■ **WHAT TO DO**: Reproduce nothing but the closing run of lines: the line with "Mark the innermost point of each instance of the heather" and each line that follows it to the end of the data.

(Point-based annotation data)
□ □ □ □ □ □ □

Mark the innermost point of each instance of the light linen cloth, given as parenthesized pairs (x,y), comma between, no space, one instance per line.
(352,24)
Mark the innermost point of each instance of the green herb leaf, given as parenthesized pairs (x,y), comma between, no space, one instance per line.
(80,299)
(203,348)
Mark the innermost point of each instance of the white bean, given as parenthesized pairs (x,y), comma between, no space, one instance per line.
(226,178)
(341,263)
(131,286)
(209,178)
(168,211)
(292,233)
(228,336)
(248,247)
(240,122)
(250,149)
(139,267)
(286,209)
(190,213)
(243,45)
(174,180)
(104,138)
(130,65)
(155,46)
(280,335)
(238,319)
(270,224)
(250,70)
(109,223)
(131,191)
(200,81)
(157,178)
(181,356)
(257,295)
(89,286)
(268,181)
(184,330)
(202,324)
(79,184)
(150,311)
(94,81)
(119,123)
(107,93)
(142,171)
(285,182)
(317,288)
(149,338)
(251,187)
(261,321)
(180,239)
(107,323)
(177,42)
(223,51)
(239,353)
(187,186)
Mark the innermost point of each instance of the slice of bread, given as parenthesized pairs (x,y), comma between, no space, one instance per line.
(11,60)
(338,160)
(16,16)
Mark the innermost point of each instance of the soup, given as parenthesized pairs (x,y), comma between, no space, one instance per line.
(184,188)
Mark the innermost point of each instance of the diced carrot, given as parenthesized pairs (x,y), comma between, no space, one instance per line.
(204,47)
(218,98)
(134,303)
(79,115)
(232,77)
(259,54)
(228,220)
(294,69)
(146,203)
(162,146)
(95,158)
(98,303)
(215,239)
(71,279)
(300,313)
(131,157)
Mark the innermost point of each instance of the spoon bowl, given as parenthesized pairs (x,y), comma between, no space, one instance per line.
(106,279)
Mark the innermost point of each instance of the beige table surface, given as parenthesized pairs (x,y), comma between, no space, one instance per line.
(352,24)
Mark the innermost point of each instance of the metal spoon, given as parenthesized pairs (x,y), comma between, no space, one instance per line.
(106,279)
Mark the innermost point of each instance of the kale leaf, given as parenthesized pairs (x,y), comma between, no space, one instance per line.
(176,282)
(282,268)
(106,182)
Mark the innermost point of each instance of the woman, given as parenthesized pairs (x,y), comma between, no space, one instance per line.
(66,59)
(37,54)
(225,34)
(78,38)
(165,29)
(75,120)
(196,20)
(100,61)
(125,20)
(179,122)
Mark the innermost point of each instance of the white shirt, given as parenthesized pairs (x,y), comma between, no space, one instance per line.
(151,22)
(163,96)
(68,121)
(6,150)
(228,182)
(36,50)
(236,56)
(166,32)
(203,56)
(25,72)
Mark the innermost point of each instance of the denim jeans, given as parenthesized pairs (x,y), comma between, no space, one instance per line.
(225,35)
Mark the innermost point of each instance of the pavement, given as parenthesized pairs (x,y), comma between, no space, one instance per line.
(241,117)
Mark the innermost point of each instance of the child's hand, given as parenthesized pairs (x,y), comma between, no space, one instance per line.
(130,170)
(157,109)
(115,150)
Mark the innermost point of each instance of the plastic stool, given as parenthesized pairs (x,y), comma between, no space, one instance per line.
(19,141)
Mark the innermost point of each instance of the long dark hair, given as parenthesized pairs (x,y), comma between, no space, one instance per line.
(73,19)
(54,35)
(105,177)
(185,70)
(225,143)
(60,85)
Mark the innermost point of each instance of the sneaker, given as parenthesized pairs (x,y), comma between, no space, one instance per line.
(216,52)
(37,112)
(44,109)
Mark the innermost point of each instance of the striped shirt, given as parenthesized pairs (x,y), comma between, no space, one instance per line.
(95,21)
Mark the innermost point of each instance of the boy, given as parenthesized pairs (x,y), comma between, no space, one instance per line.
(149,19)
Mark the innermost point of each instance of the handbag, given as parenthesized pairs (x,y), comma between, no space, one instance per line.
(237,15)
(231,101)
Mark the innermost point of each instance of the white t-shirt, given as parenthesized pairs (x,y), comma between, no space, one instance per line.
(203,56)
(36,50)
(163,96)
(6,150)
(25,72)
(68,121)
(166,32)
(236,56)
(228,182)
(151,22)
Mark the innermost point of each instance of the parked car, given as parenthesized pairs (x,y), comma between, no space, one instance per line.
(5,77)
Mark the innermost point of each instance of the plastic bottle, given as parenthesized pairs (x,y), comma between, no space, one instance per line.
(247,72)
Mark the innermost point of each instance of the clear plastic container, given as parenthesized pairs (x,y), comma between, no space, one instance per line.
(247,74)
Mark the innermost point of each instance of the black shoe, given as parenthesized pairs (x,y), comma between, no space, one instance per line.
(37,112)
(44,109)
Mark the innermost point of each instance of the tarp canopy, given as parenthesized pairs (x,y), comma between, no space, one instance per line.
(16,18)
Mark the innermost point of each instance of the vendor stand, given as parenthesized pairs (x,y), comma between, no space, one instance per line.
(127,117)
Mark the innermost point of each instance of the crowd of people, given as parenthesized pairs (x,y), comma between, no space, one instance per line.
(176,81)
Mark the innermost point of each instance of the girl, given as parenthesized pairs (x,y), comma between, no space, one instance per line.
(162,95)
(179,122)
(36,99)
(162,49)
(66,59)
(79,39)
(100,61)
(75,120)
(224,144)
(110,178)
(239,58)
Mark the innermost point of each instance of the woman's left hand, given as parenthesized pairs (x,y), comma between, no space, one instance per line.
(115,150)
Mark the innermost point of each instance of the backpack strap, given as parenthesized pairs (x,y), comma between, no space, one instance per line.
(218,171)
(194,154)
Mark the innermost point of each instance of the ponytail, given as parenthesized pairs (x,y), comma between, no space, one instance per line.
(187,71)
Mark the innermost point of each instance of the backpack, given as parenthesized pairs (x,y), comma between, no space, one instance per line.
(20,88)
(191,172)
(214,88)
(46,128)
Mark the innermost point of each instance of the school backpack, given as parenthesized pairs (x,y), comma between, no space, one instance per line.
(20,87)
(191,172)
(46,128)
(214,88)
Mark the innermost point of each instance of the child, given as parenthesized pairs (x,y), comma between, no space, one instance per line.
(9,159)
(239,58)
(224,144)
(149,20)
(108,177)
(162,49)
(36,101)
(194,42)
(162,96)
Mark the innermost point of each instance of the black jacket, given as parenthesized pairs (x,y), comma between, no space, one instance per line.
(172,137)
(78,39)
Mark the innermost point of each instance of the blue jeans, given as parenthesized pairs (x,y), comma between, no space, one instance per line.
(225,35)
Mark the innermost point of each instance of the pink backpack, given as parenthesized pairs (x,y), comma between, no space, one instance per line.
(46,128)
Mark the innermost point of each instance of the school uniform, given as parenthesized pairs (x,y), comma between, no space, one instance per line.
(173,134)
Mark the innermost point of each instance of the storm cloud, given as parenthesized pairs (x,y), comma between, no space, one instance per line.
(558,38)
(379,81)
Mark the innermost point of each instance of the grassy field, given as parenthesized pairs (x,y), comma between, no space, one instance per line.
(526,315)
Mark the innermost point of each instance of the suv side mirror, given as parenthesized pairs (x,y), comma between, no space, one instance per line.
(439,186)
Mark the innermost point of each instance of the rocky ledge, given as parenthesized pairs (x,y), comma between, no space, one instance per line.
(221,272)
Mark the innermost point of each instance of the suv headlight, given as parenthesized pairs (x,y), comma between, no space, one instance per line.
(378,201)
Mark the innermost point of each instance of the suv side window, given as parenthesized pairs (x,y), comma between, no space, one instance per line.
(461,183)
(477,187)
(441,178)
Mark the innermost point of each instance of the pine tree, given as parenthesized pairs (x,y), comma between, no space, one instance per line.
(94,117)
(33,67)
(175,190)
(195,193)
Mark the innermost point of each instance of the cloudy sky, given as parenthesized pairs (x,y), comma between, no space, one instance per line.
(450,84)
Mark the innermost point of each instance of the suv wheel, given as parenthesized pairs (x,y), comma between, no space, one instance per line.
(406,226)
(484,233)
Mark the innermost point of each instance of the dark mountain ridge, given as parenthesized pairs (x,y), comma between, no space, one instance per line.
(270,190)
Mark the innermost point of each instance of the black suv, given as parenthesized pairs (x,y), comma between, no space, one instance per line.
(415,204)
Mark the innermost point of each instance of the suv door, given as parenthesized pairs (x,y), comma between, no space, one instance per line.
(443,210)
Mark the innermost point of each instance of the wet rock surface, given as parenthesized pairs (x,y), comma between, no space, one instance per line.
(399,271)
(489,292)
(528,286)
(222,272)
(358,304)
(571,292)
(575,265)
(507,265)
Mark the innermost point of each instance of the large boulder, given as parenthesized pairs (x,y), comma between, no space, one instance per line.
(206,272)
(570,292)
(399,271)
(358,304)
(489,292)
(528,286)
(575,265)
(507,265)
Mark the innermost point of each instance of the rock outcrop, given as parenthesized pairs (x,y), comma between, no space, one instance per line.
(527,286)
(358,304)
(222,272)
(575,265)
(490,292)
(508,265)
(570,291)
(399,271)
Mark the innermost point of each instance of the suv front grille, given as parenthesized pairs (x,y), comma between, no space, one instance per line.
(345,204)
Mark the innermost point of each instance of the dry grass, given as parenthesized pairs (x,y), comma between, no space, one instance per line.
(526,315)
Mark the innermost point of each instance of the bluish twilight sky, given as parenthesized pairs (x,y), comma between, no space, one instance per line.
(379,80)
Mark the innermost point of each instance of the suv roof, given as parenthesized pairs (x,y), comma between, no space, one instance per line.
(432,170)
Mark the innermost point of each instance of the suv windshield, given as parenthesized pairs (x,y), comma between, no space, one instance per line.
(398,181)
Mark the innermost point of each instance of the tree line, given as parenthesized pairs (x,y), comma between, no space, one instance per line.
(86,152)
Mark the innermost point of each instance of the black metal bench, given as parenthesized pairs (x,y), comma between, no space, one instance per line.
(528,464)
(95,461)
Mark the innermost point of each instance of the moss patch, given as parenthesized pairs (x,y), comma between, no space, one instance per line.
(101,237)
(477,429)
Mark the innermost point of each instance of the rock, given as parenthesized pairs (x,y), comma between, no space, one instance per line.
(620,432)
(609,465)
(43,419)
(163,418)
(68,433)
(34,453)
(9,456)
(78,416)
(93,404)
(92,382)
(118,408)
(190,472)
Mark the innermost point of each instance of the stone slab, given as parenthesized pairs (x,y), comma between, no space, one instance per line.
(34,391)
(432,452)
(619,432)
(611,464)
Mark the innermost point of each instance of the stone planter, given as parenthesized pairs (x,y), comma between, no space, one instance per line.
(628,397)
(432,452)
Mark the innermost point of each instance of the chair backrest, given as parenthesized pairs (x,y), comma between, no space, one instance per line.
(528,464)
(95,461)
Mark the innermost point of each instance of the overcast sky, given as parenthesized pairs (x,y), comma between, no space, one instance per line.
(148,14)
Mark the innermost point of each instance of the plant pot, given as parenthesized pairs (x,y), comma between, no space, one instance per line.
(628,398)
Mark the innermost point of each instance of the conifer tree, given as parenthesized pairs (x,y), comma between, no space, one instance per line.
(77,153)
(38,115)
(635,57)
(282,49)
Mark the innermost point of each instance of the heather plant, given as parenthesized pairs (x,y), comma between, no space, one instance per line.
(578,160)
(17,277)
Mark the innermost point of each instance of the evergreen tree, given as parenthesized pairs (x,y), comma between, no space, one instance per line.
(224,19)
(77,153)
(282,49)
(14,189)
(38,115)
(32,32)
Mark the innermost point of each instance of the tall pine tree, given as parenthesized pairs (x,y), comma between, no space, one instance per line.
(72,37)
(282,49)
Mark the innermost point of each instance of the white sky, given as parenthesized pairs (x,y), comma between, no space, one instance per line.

□ □ □ □ □ □ □

■ **EXERCISE OUTPUT**:
Mark the innermost point of each instance of the heather plant, given as parenthesized pairs (x,y), comma between, no space, one instance per line.
(578,160)
(17,277)
Mark the innermost point of each instance of the evergreen tree, given as parenthesized pairs (x,y), comma between, no space, one instance per line.
(224,19)
(77,153)
(282,49)
(14,189)
(38,115)
(32,32)
Mark the innermost point of each instance of the tall pine tree, given as parenthesized pairs (x,y), comma between, no space, one instance per line.
(72,37)
(282,49)
Mark the innermost point of each instance of the white sky, given as parenthesized pairs (x,y), comma between, no space, one instance per line.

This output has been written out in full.